Data supplied section start

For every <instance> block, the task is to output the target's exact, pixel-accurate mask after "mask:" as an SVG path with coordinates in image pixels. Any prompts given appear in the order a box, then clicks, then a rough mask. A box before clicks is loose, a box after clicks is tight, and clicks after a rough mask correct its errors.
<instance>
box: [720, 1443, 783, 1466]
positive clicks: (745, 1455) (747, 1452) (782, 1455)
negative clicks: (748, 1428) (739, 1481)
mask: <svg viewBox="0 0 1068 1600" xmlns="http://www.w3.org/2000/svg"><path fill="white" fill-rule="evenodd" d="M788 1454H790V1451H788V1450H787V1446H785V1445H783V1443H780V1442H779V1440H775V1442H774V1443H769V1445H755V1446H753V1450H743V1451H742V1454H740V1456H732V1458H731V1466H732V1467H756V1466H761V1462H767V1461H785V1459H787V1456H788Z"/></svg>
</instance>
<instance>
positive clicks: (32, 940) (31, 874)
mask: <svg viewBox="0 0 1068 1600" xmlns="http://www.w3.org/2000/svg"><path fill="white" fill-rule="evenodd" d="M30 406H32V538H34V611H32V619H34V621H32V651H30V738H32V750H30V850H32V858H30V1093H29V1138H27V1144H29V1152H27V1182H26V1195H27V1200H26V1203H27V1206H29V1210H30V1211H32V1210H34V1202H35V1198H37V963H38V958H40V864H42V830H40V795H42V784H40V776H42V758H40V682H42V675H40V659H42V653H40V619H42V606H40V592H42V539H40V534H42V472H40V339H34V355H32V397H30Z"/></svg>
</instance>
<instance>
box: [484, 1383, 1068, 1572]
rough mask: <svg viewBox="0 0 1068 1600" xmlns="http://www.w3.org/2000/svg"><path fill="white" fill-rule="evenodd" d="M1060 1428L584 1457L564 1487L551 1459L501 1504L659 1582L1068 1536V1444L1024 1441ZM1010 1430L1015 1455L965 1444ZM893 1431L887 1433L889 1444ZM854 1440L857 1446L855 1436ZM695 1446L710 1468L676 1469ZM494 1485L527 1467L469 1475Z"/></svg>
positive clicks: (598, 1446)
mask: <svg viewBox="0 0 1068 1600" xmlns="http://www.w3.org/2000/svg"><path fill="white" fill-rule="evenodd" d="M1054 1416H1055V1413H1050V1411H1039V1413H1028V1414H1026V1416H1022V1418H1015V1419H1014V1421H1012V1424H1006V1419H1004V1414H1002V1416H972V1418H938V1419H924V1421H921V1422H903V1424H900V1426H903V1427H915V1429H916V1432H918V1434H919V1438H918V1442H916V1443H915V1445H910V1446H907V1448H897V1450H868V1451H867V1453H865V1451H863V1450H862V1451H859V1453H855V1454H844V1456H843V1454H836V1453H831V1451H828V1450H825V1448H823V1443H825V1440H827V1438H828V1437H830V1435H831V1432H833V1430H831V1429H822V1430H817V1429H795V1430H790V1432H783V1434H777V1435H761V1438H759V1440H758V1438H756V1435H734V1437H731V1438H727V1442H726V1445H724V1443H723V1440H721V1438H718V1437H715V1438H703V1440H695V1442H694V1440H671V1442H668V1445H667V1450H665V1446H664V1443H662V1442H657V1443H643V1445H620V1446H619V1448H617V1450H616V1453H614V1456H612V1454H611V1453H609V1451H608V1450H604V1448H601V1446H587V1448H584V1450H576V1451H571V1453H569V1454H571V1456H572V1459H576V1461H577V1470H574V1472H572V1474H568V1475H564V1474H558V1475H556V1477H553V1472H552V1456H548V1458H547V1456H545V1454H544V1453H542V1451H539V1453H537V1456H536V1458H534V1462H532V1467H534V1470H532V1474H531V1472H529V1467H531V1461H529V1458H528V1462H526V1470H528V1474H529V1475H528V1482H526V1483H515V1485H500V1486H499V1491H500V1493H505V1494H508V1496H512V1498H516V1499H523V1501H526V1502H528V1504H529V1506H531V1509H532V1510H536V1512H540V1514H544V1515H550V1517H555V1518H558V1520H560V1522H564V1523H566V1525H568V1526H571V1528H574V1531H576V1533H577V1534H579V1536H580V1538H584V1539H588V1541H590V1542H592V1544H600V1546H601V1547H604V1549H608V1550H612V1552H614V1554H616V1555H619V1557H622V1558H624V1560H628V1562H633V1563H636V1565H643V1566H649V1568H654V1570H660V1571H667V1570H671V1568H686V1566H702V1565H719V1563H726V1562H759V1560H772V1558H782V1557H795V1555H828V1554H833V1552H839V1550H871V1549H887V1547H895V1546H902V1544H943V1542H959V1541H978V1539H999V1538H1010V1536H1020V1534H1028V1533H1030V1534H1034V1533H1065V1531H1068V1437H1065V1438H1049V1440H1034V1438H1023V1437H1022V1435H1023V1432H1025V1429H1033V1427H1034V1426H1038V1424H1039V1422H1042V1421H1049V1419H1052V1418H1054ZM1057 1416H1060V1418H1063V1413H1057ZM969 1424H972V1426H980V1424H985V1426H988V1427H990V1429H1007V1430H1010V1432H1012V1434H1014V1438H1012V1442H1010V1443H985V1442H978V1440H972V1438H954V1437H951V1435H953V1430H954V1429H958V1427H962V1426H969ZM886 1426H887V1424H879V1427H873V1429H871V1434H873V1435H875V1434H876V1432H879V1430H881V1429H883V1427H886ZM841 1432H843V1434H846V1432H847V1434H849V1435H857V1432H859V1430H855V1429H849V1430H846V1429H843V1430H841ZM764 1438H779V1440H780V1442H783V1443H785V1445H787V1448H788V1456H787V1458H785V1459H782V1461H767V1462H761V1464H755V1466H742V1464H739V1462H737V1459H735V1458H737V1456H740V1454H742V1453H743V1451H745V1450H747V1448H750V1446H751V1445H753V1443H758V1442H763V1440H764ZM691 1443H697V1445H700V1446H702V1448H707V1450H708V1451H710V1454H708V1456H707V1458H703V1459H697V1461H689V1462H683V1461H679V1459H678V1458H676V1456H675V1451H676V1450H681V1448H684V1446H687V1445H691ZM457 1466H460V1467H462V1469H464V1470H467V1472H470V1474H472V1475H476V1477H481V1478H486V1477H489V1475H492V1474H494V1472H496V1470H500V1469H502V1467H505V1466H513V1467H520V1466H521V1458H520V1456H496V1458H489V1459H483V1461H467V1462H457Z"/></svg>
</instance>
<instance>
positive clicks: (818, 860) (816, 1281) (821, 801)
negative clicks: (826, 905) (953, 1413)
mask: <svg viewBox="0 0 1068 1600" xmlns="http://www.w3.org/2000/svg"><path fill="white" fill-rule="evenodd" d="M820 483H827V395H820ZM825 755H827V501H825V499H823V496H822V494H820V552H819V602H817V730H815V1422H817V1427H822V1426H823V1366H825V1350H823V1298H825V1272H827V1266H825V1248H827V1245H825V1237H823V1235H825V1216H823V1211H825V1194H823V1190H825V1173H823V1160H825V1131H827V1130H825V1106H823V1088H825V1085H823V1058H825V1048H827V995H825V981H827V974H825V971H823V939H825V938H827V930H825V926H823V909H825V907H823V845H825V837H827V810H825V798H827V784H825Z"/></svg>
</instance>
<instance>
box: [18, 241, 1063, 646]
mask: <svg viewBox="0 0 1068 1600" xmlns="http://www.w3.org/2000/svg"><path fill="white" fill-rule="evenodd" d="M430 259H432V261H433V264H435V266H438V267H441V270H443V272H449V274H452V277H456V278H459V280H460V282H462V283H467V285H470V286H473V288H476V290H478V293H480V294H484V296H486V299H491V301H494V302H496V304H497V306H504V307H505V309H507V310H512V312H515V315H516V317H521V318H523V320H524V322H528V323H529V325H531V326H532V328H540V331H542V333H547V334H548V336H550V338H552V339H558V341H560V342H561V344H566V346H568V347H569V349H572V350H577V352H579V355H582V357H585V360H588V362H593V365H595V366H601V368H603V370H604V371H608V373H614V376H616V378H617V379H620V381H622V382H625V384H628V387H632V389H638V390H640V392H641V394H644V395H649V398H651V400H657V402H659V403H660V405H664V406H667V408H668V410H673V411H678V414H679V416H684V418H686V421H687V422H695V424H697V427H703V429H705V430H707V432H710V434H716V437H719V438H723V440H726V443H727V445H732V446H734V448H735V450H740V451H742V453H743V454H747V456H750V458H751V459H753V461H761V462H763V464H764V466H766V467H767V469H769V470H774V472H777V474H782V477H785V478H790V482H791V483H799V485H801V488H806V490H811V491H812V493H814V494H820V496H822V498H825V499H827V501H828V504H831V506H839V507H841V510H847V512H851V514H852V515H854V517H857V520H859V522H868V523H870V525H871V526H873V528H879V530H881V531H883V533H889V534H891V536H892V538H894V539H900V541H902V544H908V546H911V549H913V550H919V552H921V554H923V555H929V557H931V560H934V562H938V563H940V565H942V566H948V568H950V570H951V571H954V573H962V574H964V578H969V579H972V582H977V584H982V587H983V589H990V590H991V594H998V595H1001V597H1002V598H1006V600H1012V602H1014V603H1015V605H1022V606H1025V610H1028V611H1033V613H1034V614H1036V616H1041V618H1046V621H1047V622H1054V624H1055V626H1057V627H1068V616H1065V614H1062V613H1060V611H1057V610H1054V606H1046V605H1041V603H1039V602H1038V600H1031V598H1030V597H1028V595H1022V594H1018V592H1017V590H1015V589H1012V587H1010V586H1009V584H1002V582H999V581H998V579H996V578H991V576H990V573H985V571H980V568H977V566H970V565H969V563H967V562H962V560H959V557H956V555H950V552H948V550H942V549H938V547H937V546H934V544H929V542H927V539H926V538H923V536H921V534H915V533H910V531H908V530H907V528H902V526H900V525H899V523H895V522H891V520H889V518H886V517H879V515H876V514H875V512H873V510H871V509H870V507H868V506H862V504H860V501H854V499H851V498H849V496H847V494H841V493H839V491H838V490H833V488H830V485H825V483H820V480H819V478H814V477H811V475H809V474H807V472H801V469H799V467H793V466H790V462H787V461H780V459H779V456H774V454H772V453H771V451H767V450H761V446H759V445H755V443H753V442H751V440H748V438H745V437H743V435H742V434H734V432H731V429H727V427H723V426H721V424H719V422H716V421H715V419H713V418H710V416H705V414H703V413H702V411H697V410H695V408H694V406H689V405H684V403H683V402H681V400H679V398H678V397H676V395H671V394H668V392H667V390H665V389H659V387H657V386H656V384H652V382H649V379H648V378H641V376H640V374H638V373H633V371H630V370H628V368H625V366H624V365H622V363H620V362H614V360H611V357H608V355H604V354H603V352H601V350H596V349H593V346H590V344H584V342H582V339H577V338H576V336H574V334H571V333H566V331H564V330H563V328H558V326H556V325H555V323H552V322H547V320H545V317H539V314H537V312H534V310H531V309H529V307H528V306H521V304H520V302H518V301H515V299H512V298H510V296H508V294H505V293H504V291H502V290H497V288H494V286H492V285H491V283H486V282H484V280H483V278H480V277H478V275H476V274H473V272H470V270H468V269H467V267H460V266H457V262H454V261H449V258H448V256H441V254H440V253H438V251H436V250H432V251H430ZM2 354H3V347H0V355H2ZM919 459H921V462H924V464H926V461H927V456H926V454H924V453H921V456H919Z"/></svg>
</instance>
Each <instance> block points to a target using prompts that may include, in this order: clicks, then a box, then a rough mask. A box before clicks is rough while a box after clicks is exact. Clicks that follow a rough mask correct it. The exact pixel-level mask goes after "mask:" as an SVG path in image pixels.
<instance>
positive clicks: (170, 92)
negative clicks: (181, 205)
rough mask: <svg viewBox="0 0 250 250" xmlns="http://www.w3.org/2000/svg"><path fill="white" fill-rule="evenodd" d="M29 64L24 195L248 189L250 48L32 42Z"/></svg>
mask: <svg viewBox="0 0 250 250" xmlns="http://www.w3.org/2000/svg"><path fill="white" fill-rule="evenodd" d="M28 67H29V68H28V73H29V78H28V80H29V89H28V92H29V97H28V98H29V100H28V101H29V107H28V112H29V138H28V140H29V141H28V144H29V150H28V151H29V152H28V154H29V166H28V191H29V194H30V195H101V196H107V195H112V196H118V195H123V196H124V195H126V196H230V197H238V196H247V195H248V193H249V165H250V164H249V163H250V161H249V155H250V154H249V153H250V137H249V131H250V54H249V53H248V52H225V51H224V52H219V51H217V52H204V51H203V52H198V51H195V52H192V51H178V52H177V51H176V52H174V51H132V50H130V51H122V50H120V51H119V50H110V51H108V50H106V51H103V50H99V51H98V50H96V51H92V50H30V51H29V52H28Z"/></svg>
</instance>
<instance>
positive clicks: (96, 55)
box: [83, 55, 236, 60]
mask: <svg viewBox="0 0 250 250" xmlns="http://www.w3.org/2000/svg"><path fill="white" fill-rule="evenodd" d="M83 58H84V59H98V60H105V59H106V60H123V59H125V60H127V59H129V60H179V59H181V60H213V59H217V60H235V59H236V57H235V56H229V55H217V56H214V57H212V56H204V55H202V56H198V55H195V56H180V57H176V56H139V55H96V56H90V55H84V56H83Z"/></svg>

Data supplied section end

■ **Aim of the task**:
Lines containing the word "then" are to be located in the entries and copied.

■ **Answer section**:
For every <instance> block, the task is to output the target's exact, pixel-accurate mask after "mask:" as an SVG path with coordinates in image pixels. Any prompts given appear in the order a box, then clicks, then a rough mask. A box before clicks is loose, a box after clicks is tight, and clicks after a rough mask correct its errors.
Each <instance> block points to a target using prompts that may include, in this order: clicks, then a box, then a rough mask. A box before clicks is rough while a box after clicks is exact. Clicks that follow a rough mask correct it. The exact pixel-level mask goes after "mask:" as an SVG path in image pixels.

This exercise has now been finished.